### Exercise directions
Please rewrite the records below, switching each "instance" to "occurrence" and leaving everything else unchanged. Leave the pictures out of your answer.

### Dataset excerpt
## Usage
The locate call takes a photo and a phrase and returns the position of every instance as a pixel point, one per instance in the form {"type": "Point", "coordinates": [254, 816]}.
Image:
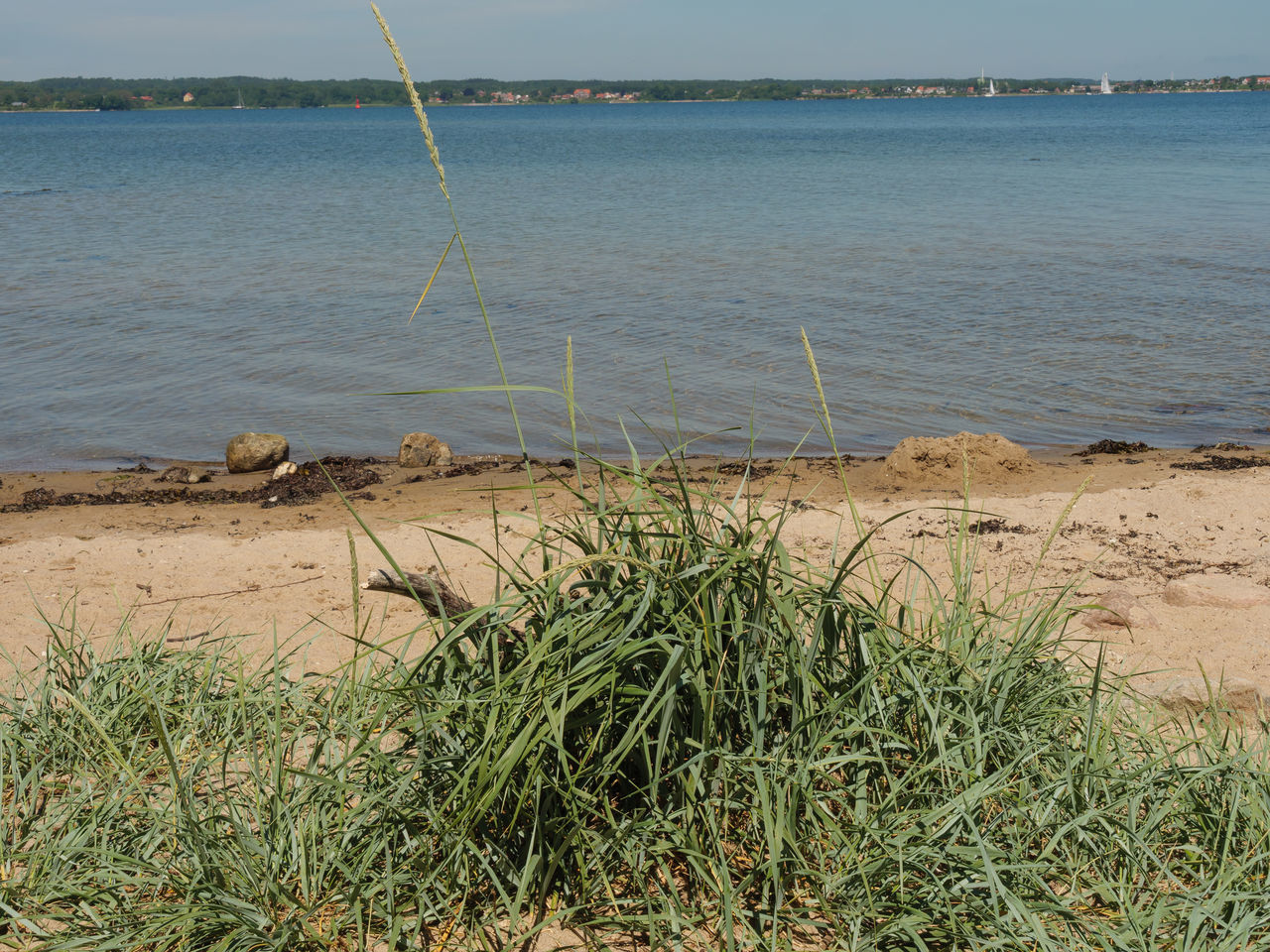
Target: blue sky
{"type": "Point", "coordinates": [636, 39]}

### Answer to this task
## Usage
The locate call takes a photo and a phrase and returns the position of every occurrence as a pixel point, one per occurrence in the form {"type": "Point", "coordinates": [254, 816]}.
Image:
Target: blue sky
{"type": "Point", "coordinates": [636, 39]}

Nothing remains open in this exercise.